» DOCUMENT PASSAGE
>>>>>

Melt MSRP data into one column.
Results in MSRP2 and MSRP3 are less precise than results so we melt those columns into the original MSRP column

In [None]:
#Fill in blanks in the MSRP left from 1st key with results from the 2nd and 3rd key (if any)

a_m_c_dict['MSRP']=a_m_c_dict['MSRP'].fillna(a_m_c_dict['MSRP_2']) 
a_m_c_dict['MSRP']=a_m_c_dict['MSRP'].fillna(a_m_c_dict['MSRP_3']) 

#drop duplicates
a_m_c_dict= a_m_c_dict[['mmy_a', 'MSRP', 'Category']].drop_duplicates(subset=['mmy_a'], keep= 'last' )

#drop if missing 'mmy_a'
a_m_c_dict = a_m_c_dict[a_m_c_dict['mmy_a'].notna()]


Merge  craig'slist data with categorical data and MSRP data using a_m_c_dict

In [None]:
z= pd.merge(auto_data, a_m_c_dict, on='mmy_a', how='left')
z.info()
auto_data= z

## Merge State Data with auto data

###  Find State data
We can use geographic data to find other data we need. Two things that common wisdom suggests effect car prices 
1) Amount of money people make 
2) gas prices 
We can find the average income people make in the state as well as the aproximate gas prices when this Craigslist dataset was collected.

Gas prices come from AAA which shows the daily average gas prices for a state. They do not store this data so the data was scraped from the next nearest date available from the scraping of the Craiglist data which was Feb 22 https://web.archive.org/web/20200226222808/https://gasprices.aaa.com/state-gas-price-averages/
This data for household income by state was from https://dqydj.com/average-income-by-state-median-top-percentiles/ a place that holds financial data and that is recommend by the WSJ and the NYT.


In [None]:
#get_state_data
state_file ='state_data.csv'

print('p')
file_name_path = os.path.join(basepath, 'data', state_file)
state_data= pd.read_csv(file_name_path)
state_data.info()
#Open data


### Merge auto data with state data

In [None]:
#merge_with_state_data
auto_data_m= auto_data.merge(state_data, left_on='state', right_on='State_Code')
auto_data_m.info()
auto_data = auto_data_m

In [None]:
#save data

new_file = 'auto_data_m_cl.csv'
new_file_name_path = os.path.join(basepath,sub_file, new_file)
auto_data_m.to_csv(new_file_name_path, index=False)

<<<<<

» EXERCISE TASK 1
Edit the notebook text, starting at the words "## Merge State" and stopping after "and the NYT.", and put "conventional wisdom" wherever "common wisdom" appears.
The notebook text and the listing after it have no connection to each other.

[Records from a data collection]
>>>>>

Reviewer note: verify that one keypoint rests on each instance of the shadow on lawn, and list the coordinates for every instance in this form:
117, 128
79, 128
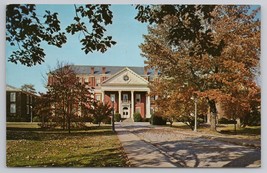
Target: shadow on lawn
101, 158
55, 134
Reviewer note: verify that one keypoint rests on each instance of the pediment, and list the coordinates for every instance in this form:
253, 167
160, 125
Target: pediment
125, 77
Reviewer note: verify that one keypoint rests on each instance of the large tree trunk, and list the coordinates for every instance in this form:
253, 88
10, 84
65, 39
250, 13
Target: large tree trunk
213, 115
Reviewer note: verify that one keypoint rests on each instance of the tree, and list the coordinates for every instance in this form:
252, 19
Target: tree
176, 104
43, 109
192, 64
26, 31
70, 98
28, 88
100, 111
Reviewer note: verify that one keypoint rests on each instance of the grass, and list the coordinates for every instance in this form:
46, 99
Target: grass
250, 132
28, 146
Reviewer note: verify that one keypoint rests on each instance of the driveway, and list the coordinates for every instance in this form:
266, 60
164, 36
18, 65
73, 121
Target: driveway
183, 149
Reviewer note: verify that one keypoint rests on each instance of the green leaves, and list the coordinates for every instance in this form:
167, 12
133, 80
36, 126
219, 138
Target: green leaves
94, 38
25, 32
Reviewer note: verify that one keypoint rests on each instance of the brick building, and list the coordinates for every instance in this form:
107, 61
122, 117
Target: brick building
127, 86
19, 104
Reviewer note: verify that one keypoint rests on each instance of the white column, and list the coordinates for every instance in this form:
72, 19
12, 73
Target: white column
132, 103
103, 97
119, 102
148, 106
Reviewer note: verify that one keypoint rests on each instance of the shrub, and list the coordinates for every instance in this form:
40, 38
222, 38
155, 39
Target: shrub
146, 119
190, 121
157, 120
117, 117
226, 121
107, 120
137, 117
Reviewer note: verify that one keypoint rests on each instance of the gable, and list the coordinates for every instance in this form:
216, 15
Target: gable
125, 77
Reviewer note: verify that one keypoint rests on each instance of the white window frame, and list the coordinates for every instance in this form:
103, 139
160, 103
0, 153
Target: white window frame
98, 81
12, 108
98, 97
28, 109
112, 96
13, 97
138, 110
138, 96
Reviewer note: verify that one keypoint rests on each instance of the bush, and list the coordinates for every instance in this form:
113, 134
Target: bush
117, 117
107, 120
226, 121
137, 117
190, 121
157, 120
146, 119
36, 119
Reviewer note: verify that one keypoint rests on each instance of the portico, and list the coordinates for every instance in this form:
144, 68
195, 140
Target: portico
128, 102
130, 93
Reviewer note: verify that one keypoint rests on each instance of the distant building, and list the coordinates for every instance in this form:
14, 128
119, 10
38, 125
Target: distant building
19, 104
127, 86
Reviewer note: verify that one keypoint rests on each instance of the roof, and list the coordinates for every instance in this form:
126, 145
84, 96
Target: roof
12, 88
83, 69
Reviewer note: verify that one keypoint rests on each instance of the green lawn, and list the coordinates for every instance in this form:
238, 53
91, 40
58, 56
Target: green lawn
32, 147
247, 132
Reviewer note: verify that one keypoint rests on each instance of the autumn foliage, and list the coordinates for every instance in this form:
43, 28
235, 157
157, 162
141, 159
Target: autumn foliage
226, 77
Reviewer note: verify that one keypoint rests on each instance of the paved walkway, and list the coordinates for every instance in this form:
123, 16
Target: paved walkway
167, 147
139, 152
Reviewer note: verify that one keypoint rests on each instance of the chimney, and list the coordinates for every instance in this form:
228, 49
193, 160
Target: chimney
103, 70
145, 70
156, 72
92, 70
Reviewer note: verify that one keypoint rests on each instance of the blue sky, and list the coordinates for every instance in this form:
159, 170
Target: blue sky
125, 30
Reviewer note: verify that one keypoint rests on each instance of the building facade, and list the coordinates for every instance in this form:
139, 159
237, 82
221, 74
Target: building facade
127, 87
19, 104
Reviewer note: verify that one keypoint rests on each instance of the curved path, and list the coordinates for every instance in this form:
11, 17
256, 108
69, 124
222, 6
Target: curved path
148, 146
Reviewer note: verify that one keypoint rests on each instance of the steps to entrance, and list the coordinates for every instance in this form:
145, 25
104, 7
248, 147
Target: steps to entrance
128, 120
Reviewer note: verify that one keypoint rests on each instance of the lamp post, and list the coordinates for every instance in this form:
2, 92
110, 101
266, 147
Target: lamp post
112, 118
195, 101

<<<<<

» EXERCISE TASK 2
Pull out every line of the listing that contains the string "entrance", copying each one in full.

» FINAL RESULT 1
## Merge State Data with auto data

###  Find State data
We can use geographic data to find other data we need. Two things that conventional wisdom suggests effect car prices 
1) Amount of money people make 
2) gas prices 
We can find the average income people make in the state as well as the aproximate gas prices when this Craigslist dataset was collected.

Gas prices come from AAA which shows the daily average gas prices for a state. They do not store this data so the data was scraped from the next nearest date available from the scraping of the Craiglist data which was Feb 22 https://web.archive.org/web/20200226222808/https://gasprices.aaa.com/state-gas-price-averages/
This data for household income by state was from https://dqydj.com/average-income-by-state-median-top-percentiles/ a place that holds financial data and that is recommend by the WSJ and the NYT.

» FINAL RESULT 2
Reviewer note: verify that one keypoint rests on each instance of the steps to entrance, and list the coordinates for every instance in this form:
Target: steps to entrance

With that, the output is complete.